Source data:
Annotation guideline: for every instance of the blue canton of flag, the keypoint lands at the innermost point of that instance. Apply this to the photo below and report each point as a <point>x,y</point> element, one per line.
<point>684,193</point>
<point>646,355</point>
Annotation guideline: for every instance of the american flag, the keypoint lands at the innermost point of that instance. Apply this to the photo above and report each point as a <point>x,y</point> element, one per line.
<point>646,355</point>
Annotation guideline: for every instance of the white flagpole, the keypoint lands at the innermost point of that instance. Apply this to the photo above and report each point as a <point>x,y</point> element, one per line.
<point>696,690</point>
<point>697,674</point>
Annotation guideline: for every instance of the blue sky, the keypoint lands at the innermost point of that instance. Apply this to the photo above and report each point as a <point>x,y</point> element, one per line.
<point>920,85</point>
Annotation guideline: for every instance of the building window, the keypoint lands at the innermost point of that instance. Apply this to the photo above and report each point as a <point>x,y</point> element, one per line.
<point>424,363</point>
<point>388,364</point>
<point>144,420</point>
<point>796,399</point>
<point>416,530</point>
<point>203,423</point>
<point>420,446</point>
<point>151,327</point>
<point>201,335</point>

Problem requirements: Copy the listing above, substituting "most central point" for every occurrence of "innermost point" and leaving all other text unchanged.

Response for this exercise:
Annotation guideline: for every instance of the blue canton of flag, the keypoint lands at the most central point of that instance. Apply this to the photo below and report each point as a <point>x,y</point> element, one per line.
<point>684,193</point>
<point>646,355</point>
Annotation guideline: for every instance of the american flag, the keypoint lands at the most central point of that instance. Apply this to the photo above and report each point as a <point>x,y</point> element, one per line.
<point>646,355</point>
Annotation guideline: for every instance of the white flagpole, the keypoint lands at the most central point of that instance. Apply this to the photo above and report each point as a <point>x,y</point> element, one per line.
<point>696,690</point>
<point>697,674</point>
Annotation guideline: for every instance of the blue sky, the keypoint lands at the most central point of that instance. Apply this to the photo above and report each point as a <point>x,y</point> element, one per line.
<point>920,85</point>
Annotation guideline: for every instance of the building window, the keypoint lands at the most central point of that instance. Apply this to the photo above and report each point as a <point>x,y</point> element, one per line.
<point>424,363</point>
<point>388,364</point>
<point>144,420</point>
<point>796,399</point>
<point>416,530</point>
<point>203,423</point>
<point>420,446</point>
<point>151,327</point>
<point>201,335</point>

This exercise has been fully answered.